- GOAL OF THE EXERCISE:
Show every line of the records that contains the string "hair", and treat uppercase and lowercase as different.

┌─ DATA SECTION

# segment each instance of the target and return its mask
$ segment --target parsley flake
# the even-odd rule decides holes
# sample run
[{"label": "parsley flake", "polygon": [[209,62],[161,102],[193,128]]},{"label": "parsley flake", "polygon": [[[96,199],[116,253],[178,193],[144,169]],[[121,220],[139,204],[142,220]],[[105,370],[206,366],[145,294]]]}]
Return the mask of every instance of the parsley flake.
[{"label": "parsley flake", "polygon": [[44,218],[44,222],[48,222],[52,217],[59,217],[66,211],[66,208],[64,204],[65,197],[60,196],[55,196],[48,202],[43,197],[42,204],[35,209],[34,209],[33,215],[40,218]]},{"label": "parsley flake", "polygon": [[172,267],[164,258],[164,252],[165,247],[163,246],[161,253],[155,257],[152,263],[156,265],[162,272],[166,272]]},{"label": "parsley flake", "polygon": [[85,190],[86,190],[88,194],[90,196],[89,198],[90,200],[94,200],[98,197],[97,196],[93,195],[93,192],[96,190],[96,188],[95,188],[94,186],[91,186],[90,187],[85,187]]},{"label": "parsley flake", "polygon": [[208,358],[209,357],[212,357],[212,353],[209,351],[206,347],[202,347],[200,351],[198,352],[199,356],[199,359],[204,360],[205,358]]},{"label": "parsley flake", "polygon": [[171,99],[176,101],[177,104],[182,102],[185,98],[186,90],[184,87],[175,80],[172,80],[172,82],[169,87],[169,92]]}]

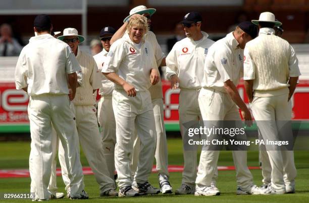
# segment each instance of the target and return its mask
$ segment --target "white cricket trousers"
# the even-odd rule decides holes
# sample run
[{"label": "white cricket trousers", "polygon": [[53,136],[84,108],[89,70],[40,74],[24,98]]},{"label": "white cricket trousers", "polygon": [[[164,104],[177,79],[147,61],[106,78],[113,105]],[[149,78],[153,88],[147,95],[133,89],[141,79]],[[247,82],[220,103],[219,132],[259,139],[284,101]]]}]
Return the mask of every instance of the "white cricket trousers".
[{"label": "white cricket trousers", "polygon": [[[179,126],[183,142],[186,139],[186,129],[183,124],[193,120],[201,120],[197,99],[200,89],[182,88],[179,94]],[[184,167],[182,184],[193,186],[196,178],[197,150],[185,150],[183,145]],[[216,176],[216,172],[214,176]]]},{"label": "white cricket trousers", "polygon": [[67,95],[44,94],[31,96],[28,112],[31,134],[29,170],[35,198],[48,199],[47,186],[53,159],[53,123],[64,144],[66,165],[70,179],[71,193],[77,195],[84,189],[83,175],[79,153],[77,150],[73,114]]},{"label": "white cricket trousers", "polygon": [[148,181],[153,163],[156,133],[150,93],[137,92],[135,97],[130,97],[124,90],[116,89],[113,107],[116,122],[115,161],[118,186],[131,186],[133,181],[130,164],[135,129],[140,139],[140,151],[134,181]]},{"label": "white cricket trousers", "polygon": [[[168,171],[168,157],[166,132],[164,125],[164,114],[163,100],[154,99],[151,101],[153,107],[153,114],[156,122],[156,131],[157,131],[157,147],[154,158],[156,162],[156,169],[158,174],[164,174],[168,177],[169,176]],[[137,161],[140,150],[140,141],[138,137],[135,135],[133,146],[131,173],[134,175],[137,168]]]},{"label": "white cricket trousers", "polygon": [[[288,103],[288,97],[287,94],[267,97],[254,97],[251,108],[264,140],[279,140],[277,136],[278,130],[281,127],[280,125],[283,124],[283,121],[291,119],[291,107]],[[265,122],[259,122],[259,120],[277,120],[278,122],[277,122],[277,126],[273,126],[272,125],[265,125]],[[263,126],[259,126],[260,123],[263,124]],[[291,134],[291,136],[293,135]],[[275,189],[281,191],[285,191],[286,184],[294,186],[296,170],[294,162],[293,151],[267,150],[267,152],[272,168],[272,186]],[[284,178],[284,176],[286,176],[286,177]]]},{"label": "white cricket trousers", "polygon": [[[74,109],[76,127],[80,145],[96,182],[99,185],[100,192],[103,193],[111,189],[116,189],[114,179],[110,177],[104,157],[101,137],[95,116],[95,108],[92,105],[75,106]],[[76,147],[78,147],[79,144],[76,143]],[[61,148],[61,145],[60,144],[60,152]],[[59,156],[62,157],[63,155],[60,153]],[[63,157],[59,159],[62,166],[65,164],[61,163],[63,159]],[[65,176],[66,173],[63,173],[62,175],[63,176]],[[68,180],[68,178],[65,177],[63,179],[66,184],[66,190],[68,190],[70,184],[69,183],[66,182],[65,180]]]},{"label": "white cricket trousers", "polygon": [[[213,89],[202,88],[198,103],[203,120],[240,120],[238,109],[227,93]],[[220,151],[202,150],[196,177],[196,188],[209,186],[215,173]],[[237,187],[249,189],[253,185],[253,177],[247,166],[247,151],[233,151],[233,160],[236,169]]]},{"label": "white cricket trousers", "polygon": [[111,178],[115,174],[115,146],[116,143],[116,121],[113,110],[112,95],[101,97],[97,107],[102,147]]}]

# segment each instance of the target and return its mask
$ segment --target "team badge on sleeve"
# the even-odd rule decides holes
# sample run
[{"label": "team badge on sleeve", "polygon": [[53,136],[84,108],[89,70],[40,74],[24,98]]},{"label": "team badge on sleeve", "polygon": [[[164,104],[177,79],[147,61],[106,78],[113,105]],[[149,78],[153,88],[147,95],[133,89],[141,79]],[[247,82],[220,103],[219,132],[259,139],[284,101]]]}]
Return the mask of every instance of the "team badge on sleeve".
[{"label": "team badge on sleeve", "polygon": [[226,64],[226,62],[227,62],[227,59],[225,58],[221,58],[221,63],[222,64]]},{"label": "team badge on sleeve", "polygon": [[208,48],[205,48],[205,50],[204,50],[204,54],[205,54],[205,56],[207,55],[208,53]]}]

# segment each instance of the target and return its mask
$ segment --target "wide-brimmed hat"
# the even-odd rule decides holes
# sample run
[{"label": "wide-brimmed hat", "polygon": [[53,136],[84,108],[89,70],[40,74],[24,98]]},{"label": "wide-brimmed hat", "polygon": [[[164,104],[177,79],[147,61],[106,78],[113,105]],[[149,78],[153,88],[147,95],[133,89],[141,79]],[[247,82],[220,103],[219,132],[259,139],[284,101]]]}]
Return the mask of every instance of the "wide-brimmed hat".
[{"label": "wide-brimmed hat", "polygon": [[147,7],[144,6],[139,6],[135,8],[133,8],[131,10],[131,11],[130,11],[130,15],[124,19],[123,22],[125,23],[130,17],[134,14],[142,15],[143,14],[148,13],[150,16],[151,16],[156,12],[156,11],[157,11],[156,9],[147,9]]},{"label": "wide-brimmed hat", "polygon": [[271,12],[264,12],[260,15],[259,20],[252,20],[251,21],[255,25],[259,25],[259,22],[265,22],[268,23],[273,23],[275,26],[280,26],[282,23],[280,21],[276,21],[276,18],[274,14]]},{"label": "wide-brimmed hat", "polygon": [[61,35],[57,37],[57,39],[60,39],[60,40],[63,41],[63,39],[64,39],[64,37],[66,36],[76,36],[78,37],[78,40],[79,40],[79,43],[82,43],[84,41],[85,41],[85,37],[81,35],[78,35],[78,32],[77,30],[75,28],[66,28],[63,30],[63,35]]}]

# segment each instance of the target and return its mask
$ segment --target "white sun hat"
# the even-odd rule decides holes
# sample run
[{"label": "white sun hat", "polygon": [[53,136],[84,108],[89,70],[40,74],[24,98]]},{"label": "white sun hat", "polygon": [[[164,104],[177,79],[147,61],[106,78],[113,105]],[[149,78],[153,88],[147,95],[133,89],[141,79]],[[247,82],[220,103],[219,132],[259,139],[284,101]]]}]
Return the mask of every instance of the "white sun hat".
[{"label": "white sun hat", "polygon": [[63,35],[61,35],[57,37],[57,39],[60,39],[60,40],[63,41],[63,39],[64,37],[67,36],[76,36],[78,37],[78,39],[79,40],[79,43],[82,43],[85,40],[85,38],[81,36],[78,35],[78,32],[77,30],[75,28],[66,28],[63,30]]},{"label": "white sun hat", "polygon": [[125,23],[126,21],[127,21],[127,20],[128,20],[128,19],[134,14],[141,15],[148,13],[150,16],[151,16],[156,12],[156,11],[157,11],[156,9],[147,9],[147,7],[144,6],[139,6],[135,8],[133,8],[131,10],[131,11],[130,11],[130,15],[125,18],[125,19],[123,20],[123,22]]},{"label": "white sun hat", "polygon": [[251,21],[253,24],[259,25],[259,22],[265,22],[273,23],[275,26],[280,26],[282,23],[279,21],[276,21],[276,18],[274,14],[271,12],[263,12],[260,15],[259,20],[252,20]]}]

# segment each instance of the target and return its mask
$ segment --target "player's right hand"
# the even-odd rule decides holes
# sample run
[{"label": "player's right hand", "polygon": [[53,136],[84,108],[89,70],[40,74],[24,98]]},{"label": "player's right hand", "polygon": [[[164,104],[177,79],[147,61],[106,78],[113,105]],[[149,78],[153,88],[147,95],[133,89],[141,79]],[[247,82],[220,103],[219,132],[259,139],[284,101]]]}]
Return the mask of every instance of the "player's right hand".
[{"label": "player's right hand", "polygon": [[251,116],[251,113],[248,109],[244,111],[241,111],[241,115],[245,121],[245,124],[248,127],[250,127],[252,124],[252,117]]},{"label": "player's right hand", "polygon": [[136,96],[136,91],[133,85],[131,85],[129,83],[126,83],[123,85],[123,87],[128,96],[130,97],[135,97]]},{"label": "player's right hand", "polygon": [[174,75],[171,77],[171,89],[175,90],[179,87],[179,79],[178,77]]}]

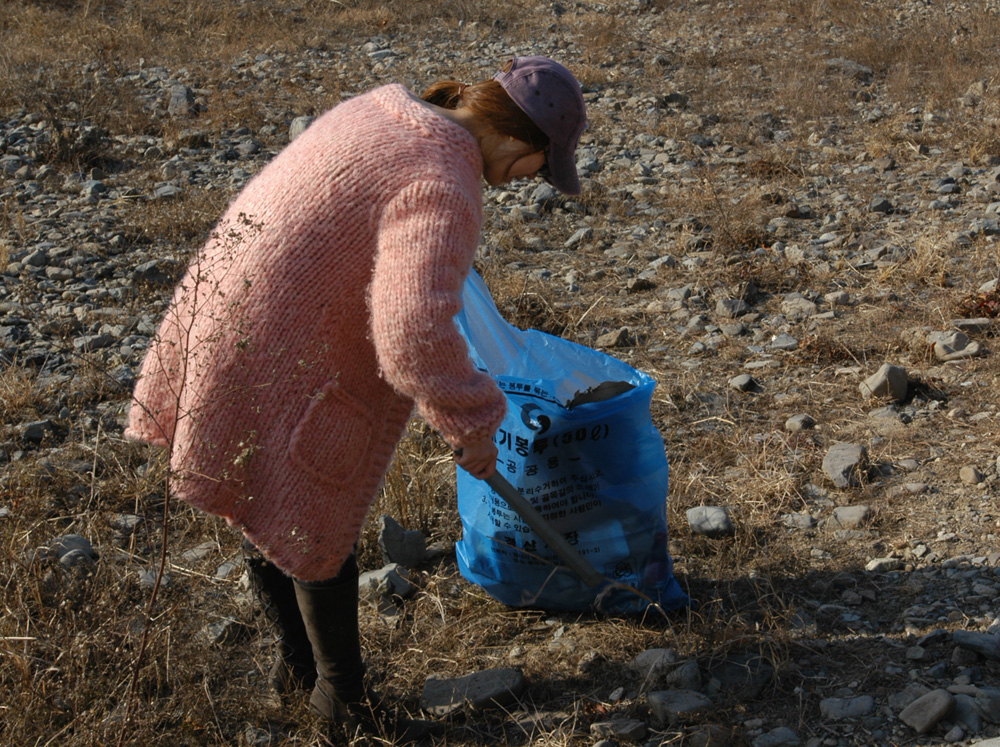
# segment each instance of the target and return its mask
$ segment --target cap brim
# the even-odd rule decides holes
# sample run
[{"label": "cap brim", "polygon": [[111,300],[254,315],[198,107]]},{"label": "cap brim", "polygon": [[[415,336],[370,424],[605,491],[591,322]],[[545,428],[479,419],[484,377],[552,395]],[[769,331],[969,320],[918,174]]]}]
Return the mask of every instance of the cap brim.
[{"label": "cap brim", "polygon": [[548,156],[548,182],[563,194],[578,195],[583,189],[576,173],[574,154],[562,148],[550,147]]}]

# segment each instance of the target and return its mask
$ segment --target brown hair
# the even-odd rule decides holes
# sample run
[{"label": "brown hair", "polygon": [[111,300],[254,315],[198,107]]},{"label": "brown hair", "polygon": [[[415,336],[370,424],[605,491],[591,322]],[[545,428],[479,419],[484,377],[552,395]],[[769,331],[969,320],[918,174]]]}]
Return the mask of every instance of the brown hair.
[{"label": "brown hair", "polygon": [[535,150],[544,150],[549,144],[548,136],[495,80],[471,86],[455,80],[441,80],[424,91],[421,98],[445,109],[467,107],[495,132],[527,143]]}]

└─

- REPLY TO THE EXERCISE:
$ segment --target brown hair
[{"label": "brown hair", "polygon": [[111,300],[254,315],[198,107]]},{"label": "brown hair", "polygon": [[[415,336],[370,424],[605,491],[591,322]],[[545,428],[479,419],[484,377],[552,395]],[[769,331],[969,320],[918,174]]]}]
Return the mask of every instance of the brown hair.
[{"label": "brown hair", "polygon": [[535,150],[544,150],[549,144],[548,136],[495,80],[471,86],[455,80],[441,80],[424,91],[421,98],[445,109],[467,107],[495,132],[527,143]]}]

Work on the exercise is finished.